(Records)
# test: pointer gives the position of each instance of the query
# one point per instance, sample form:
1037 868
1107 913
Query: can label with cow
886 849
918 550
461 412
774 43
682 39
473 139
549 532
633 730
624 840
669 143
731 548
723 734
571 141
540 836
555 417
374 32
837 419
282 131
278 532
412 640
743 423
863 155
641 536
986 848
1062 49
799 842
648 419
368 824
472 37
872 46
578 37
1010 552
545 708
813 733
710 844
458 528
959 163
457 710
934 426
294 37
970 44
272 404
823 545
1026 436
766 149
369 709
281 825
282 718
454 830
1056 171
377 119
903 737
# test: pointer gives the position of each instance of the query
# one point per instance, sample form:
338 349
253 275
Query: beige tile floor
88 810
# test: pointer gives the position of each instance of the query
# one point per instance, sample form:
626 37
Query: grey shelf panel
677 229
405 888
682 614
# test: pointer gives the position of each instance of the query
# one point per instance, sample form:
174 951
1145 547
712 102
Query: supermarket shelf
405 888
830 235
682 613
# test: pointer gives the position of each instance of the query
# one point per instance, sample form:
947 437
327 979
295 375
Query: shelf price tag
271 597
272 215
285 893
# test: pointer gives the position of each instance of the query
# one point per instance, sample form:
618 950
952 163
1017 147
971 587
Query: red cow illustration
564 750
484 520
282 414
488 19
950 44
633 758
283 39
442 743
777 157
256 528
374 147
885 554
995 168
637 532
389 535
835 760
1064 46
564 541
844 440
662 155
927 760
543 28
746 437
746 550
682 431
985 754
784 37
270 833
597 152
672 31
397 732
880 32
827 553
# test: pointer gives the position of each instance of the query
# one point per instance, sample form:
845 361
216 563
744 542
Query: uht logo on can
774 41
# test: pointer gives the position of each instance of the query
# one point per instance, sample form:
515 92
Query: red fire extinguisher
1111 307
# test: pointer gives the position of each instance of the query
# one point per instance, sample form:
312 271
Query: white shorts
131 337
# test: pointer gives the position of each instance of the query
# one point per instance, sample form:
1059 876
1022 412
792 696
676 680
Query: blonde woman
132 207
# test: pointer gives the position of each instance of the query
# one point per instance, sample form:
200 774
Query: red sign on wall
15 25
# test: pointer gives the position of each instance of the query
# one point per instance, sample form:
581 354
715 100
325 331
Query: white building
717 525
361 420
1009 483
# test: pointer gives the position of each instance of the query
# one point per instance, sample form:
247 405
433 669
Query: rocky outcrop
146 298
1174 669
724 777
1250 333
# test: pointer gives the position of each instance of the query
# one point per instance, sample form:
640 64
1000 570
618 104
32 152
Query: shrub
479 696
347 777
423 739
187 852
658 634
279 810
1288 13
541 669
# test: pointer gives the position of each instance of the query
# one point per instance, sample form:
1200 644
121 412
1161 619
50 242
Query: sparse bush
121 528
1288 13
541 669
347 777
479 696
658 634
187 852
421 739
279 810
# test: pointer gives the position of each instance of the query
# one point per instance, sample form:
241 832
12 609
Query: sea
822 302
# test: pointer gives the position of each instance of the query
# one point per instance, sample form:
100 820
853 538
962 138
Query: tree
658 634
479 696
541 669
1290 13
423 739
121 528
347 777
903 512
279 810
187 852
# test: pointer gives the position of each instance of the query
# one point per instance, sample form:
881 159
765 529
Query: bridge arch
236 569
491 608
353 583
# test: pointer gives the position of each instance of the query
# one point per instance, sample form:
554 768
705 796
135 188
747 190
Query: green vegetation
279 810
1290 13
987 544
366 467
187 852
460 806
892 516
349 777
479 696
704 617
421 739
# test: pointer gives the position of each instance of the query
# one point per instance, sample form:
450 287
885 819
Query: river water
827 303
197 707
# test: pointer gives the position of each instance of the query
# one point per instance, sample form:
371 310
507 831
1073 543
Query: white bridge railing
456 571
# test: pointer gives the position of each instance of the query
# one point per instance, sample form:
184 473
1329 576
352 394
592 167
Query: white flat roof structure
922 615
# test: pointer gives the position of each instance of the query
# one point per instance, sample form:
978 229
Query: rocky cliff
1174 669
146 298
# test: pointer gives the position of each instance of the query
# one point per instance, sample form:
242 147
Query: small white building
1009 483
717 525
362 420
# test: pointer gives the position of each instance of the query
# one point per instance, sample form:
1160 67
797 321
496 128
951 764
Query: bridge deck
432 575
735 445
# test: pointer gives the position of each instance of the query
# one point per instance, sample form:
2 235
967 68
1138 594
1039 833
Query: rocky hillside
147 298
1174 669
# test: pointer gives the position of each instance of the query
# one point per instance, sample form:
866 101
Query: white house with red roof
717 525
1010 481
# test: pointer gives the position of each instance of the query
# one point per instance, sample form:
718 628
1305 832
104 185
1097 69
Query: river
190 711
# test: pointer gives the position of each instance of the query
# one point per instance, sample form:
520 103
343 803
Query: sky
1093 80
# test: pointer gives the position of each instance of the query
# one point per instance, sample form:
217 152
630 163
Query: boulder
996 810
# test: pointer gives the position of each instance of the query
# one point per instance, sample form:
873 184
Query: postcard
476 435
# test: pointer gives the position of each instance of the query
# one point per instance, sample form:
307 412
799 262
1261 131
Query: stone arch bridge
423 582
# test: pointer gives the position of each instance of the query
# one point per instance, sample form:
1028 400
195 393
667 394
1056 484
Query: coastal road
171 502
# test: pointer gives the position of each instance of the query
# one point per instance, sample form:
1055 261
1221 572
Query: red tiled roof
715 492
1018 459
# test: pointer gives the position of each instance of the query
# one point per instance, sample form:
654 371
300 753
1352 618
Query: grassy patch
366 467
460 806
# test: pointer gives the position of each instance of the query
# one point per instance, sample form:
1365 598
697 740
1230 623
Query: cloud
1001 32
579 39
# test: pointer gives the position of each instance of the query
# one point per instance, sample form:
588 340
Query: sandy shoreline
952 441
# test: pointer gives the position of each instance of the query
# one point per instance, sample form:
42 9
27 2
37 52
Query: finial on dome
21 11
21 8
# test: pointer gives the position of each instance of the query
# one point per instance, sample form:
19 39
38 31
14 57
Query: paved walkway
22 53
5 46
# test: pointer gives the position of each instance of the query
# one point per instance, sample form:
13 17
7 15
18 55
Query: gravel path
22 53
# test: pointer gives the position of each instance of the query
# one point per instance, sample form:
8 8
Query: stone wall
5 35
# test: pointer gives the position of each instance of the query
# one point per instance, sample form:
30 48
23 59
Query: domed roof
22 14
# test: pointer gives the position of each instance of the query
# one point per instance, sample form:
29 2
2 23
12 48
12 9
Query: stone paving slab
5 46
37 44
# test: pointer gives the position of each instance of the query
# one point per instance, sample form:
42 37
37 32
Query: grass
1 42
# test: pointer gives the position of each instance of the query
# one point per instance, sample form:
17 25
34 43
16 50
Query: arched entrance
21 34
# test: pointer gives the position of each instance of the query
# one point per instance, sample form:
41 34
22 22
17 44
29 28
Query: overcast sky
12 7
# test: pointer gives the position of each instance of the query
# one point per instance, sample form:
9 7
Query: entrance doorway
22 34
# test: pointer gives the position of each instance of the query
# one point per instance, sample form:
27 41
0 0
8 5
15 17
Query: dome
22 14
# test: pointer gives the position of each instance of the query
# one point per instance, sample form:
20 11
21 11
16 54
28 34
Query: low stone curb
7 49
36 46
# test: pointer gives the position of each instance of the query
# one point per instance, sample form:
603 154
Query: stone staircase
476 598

* **The task**:
Copy every line of the material above that holds the word "wall".

* **Final result**:
Query: red sign on wall
Query: stone wall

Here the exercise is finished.